*WORK ITEM:* Your job is to transcribe the material exactly, every line included.

Content starts

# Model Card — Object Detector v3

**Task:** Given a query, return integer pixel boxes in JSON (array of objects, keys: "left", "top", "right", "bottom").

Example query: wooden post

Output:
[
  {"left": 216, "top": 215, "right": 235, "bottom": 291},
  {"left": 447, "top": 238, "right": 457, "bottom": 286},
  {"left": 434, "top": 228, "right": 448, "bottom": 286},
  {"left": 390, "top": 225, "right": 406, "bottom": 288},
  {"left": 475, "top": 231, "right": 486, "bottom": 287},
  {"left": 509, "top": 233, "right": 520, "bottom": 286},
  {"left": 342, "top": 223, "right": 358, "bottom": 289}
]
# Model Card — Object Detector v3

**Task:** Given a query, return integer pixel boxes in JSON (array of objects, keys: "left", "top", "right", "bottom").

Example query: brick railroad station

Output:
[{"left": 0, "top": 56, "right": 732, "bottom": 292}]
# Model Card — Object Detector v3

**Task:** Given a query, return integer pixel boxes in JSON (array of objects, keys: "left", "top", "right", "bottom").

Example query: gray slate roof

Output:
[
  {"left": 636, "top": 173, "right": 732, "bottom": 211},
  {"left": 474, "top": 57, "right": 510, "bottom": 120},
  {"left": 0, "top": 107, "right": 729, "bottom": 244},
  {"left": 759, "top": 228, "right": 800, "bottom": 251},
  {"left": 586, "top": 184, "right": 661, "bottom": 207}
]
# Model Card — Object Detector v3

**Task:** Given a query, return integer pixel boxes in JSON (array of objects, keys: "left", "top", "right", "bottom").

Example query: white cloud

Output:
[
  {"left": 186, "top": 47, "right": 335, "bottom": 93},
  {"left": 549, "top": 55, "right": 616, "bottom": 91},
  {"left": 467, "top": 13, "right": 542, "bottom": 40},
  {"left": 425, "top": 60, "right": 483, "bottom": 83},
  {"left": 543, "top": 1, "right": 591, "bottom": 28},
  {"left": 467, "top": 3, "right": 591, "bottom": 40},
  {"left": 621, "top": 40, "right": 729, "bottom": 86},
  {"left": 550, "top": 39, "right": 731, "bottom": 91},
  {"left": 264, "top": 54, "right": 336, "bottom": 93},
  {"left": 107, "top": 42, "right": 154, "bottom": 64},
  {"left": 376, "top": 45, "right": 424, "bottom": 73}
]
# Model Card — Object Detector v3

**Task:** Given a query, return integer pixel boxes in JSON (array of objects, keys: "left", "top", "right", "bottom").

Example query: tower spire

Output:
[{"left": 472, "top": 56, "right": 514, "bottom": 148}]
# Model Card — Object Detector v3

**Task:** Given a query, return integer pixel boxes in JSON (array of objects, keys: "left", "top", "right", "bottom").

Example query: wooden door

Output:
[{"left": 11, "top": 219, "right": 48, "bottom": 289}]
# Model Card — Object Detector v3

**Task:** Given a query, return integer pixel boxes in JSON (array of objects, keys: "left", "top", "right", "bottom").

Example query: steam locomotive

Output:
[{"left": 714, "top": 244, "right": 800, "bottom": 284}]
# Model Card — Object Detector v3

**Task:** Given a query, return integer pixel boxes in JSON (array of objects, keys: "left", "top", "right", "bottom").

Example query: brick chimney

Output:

Content ends

*RESPONSE:*
# Model Card — Object Detector v3

**Task:** Given a query, return integer pixel boxes in JSON (array of objects, keys: "left", "top", "right", "bottom").

Example query: wooden post

Output:
[
  {"left": 216, "top": 215, "right": 235, "bottom": 291},
  {"left": 447, "top": 238, "right": 457, "bottom": 286},
  {"left": 434, "top": 228, "right": 448, "bottom": 286},
  {"left": 390, "top": 225, "right": 406, "bottom": 288},
  {"left": 475, "top": 231, "right": 486, "bottom": 287},
  {"left": 509, "top": 233, "right": 520, "bottom": 286},
  {"left": 342, "top": 223, "right": 358, "bottom": 289}
]
# Model Card — Object Detector v3

**Task:** Given a query, return integer pixel boxes in JSON (array of objects, keys: "left", "top", "right", "bottom").

Example query: brick railroad station

Output:
[{"left": 0, "top": 56, "right": 732, "bottom": 292}]
# Model Card — Object Detector v3

**Task:** Given a query, return integer pixel boxes in JSON (array of objects, keys: "left", "top", "right", "bottom").

Example query: gray slate roof

Output:
[
  {"left": 636, "top": 173, "right": 732, "bottom": 211},
  {"left": 474, "top": 57, "right": 510, "bottom": 120},
  {"left": 0, "top": 107, "right": 729, "bottom": 244},
  {"left": 759, "top": 228, "right": 800, "bottom": 251},
  {"left": 586, "top": 184, "right": 661, "bottom": 207}
]
# Model Card — Object Detector v3

**Task:** Given a query, return integer pixel boxes in JSON (array of objects, keys: "left", "top", "right", "bottom").

Example query: white cloud

Output:
[
  {"left": 186, "top": 47, "right": 335, "bottom": 93},
  {"left": 549, "top": 55, "right": 616, "bottom": 91},
  {"left": 467, "top": 13, "right": 542, "bottom": 40},
  {"left": 425, "top": 60, "right": 483, "bottom": 83},
  {"left": 543, "top": 1, "right": 591, "bottom": 28},
  {"left": 467, "top": 3, "right": 591, "bottom": 40},
  {"left": 621, "top": 40, "right": 729, "bottom": 86},
  {"left": 550, "top": 39, "right": 731, "bottom": 91},
  {"left": 264, "top": 54, "right": 336, "bottom": 93},
  {"left": 107, "top": 42, "right": 154, "bottom": 64},
  {"left": 376, "top": 45, "right": 424, "bottom": 73}
]
# Model Card — Object Detector v3

**Task:** Given a query, return integer pixel boxes in JSON (array of objects, keys: "left", "top", "right", "bottom").

Example query: tower spire

Output:
[{"left": 472, "top": 56, "right": 514, "bottom": 148}]
# Model Card — Object Detector v3

**Task:** Given a query, return integer pixel boxes in JSON (array of objects, keys: "left", "top", "right", "bottom").

Example query: wooden door

Output:
[{"left": 11, "top": 219, "right": 48, "bottom": 289}]
# Model Card — Object Detector v3

**Task:** Given a query, return integer pixel boxes in JSON (array of objects, keys: "left", "top", "right", "bottom").

Example query: steam locomotive

Output:
[{"left": 714, "top": 244, "right": 800, "bottom": 284}]
# Model Card — Object Detector v3

**Task:** Given a query, return integer pixel boxes in JSON (array of objects, keys: "left", "top", "right", "bottom").

Example query: brick chimney

Output:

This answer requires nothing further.